# START OF DATA ENTRIES

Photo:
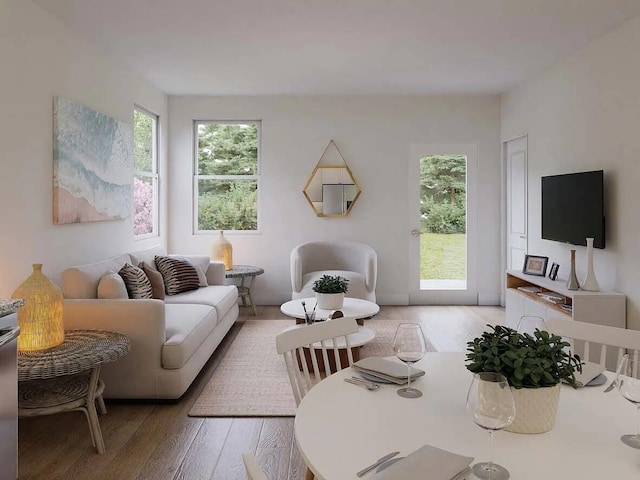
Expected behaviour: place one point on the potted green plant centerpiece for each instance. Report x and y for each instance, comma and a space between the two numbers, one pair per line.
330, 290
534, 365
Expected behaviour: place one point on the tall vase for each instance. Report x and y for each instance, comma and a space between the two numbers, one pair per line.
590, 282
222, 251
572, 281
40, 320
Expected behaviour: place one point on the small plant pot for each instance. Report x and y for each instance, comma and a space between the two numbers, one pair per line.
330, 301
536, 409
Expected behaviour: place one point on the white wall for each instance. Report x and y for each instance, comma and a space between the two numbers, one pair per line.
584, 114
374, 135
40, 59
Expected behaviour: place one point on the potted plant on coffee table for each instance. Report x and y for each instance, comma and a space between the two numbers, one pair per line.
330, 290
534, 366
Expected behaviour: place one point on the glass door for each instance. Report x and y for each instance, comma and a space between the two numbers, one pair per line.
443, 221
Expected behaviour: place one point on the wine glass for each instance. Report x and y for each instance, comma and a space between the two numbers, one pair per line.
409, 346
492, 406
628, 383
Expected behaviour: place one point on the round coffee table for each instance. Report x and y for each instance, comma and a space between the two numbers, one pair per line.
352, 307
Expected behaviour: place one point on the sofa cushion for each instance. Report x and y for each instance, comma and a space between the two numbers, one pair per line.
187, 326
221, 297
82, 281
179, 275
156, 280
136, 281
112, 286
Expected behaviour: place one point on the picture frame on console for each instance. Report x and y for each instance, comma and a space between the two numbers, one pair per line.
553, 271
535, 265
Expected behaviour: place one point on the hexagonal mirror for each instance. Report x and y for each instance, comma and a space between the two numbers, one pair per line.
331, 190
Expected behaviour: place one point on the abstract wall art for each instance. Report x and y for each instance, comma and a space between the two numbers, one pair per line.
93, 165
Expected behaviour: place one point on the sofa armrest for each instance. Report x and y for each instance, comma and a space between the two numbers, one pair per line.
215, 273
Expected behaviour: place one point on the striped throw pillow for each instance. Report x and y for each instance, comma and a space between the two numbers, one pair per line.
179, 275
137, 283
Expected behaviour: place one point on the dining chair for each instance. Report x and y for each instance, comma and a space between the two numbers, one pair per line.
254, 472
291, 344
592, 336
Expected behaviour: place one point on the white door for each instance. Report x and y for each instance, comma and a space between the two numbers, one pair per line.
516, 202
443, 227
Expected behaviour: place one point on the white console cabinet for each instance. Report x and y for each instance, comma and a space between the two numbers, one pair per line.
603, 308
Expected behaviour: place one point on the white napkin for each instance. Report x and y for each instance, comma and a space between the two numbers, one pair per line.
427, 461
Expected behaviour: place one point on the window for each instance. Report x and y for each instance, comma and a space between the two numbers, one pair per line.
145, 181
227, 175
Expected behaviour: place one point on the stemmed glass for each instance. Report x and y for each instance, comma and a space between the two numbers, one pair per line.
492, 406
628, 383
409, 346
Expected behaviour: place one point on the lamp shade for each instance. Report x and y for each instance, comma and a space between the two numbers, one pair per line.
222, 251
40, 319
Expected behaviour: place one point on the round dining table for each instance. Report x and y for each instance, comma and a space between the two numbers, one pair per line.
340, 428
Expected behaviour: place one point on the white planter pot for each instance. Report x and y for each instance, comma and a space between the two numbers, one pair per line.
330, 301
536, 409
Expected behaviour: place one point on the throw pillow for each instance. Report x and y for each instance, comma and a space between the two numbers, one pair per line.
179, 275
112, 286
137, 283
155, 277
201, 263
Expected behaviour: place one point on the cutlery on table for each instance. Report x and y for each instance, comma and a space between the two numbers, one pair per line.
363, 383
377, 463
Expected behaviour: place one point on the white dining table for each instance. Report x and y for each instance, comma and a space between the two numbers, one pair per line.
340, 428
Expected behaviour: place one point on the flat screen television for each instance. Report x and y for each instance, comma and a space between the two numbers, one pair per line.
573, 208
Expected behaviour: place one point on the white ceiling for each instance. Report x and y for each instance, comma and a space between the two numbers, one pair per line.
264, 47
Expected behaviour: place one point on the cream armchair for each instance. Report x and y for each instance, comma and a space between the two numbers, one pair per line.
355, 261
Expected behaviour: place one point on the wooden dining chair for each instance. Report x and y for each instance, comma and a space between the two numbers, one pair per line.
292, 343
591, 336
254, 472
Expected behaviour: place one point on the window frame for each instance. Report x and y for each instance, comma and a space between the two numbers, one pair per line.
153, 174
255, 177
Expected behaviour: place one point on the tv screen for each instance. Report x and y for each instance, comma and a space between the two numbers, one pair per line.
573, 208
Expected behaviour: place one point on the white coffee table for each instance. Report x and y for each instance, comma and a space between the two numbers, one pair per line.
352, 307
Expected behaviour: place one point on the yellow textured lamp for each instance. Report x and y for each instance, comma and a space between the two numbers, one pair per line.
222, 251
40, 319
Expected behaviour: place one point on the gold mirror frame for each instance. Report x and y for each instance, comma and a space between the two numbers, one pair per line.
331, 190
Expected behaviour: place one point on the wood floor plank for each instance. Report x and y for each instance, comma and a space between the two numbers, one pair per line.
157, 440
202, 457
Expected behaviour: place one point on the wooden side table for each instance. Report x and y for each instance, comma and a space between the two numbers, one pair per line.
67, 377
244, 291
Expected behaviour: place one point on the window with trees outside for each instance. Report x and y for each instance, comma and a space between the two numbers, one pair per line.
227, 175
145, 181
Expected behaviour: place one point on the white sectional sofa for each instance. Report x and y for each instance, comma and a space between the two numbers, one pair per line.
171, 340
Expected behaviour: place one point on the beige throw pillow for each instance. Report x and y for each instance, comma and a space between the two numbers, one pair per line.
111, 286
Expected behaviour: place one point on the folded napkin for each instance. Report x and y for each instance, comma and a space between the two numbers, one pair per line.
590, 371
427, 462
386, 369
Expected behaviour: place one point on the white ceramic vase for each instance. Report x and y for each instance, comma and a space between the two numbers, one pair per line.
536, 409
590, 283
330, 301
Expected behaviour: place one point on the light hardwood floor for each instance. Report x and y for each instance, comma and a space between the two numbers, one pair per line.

# END OF DATA ENTRIES
# START OF DATA ENTRIES

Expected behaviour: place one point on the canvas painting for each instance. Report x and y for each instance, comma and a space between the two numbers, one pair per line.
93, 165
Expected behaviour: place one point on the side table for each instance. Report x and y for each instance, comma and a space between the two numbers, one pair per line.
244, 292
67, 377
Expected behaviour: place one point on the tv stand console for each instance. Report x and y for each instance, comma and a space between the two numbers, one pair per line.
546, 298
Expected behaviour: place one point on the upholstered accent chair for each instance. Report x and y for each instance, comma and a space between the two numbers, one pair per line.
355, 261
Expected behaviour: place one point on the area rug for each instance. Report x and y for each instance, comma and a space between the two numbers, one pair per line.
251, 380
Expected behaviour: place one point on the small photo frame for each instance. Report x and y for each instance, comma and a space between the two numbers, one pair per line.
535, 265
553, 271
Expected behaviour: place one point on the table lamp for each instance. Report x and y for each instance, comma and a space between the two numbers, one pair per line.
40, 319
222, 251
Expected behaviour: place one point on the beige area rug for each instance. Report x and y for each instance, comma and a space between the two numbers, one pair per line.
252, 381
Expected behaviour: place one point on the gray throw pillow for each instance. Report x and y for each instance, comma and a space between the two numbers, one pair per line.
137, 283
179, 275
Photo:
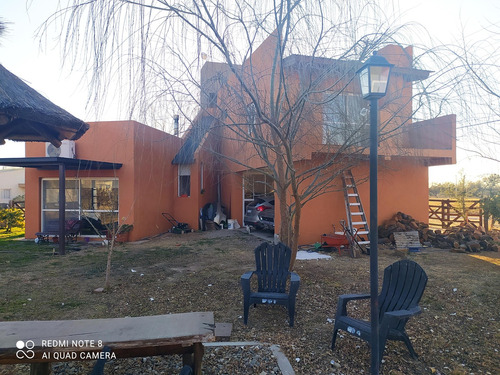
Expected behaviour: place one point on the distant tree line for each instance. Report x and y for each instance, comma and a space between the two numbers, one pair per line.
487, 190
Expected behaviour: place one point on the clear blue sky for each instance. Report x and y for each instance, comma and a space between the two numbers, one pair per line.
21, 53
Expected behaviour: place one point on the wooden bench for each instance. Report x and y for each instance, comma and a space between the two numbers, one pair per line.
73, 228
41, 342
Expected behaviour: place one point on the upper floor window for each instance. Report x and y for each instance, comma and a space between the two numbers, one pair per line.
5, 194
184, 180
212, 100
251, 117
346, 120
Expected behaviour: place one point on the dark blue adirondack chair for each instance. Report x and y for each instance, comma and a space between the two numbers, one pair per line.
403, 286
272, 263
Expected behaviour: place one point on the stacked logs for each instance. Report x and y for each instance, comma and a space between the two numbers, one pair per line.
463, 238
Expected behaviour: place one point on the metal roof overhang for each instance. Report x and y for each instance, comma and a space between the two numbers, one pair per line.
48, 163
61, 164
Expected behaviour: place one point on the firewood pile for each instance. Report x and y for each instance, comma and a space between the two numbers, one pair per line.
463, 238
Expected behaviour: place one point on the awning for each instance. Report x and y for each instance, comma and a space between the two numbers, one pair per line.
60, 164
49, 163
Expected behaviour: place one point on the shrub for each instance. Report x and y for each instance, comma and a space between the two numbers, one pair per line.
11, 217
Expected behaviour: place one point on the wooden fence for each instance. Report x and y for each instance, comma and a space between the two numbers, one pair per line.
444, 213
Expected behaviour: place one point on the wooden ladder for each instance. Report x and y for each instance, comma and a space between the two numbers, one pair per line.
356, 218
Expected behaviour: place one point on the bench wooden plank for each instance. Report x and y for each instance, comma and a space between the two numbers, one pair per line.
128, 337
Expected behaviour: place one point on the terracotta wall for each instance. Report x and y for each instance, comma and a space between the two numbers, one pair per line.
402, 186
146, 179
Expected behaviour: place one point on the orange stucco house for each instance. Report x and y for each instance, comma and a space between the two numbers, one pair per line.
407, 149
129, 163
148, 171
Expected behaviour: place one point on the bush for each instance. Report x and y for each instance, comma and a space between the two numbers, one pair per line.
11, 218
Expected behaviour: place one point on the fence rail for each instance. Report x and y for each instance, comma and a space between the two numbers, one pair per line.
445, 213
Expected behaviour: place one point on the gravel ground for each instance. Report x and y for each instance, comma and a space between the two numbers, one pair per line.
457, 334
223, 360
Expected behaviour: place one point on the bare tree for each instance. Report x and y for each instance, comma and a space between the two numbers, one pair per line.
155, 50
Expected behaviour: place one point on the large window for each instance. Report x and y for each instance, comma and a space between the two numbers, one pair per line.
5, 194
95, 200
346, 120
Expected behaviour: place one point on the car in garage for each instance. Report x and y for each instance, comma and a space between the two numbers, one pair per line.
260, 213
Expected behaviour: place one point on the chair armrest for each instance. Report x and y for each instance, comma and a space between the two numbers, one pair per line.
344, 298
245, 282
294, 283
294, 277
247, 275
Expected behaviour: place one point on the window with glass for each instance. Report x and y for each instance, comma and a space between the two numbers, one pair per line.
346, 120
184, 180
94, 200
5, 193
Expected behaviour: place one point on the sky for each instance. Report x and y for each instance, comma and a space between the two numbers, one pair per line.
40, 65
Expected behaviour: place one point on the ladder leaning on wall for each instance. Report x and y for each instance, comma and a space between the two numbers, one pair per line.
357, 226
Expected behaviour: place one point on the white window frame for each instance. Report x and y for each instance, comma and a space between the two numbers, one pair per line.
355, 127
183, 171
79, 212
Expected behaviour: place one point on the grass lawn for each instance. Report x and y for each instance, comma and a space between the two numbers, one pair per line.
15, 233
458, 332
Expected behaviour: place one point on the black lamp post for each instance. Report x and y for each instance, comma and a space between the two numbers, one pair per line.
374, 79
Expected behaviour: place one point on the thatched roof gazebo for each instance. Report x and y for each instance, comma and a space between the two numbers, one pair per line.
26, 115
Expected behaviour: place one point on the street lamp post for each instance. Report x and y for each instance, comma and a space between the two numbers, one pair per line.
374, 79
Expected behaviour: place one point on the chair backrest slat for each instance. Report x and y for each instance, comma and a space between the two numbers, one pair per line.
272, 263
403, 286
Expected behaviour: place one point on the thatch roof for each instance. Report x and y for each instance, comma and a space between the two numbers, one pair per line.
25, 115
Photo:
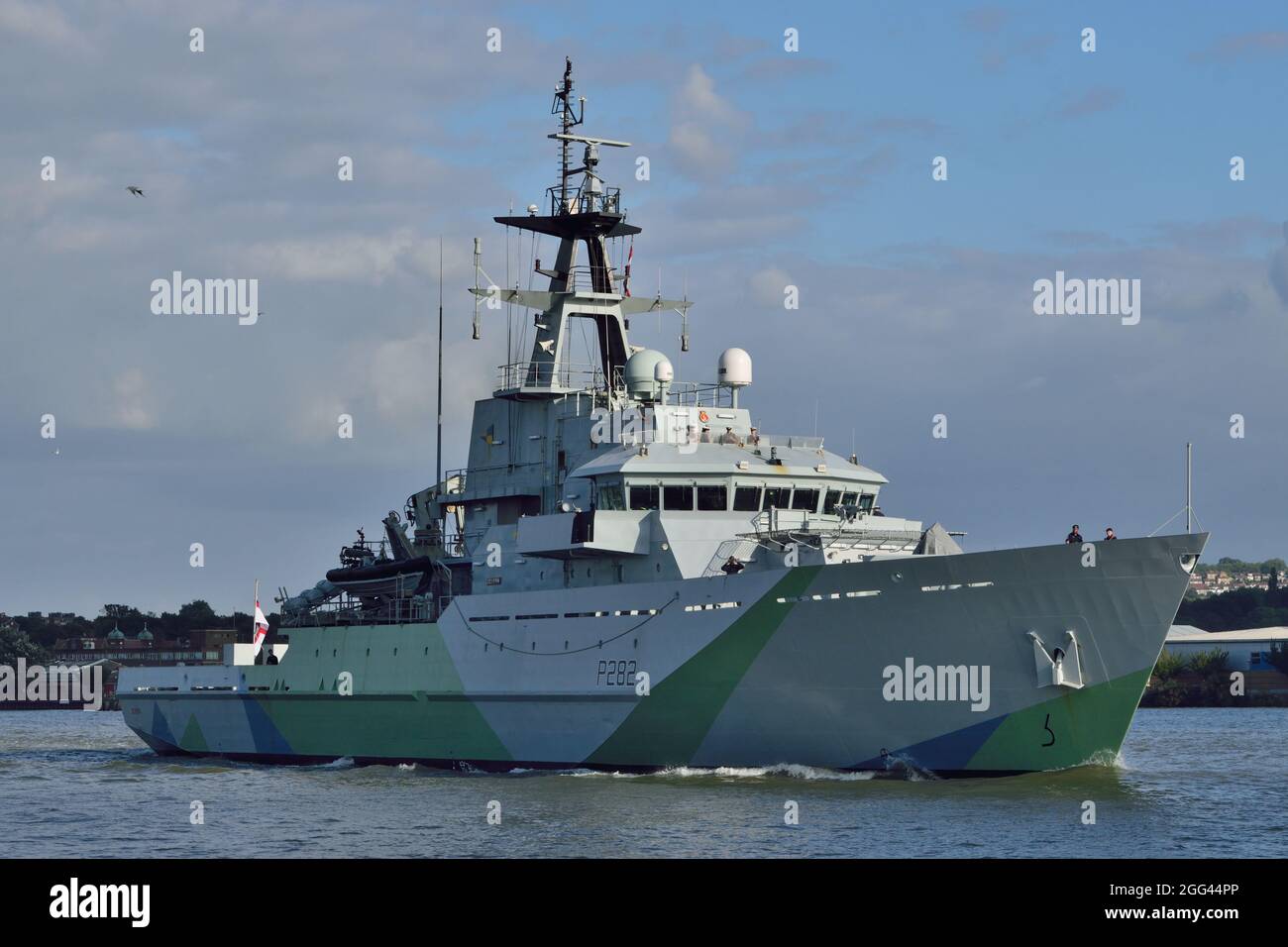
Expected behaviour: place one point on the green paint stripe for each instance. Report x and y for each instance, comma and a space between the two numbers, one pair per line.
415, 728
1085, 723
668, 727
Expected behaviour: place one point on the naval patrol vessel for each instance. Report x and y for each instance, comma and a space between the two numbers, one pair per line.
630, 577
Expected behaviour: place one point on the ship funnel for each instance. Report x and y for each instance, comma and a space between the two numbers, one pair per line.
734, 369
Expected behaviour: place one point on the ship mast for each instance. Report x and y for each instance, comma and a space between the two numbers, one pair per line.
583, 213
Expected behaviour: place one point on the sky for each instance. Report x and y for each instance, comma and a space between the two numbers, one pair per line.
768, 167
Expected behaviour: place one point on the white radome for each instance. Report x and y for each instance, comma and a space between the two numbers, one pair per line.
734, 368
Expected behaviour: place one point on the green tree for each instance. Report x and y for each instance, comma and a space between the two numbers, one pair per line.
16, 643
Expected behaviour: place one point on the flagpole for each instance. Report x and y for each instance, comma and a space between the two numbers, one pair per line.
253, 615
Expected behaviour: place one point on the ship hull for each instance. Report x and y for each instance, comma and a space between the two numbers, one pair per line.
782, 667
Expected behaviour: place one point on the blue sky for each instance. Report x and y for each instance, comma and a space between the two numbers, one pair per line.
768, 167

# END OF DATA ENTRIES

Pick out every line in the rows above that contains the word "glass". Copy each of those lines in full.

Expected behaviour: place one point on the glass door for each instance. Report x and y for each instance, comma and a space between the two numbers, one pair per line.
Expected behaviour: place one point on the wine glass for each instance. Report x and y for each instance, comma and a space between the two numbers, one pair per line.
Expected behaviour: place one point on the stemmed glass for each instance. Report x and y for each instance, comma and a space between the two numbers, one pair per line.
Expected behaviour: place one point on the window with glass for each instance. Report x and y for each instance, comma and a space between the two numbers, one pair per line.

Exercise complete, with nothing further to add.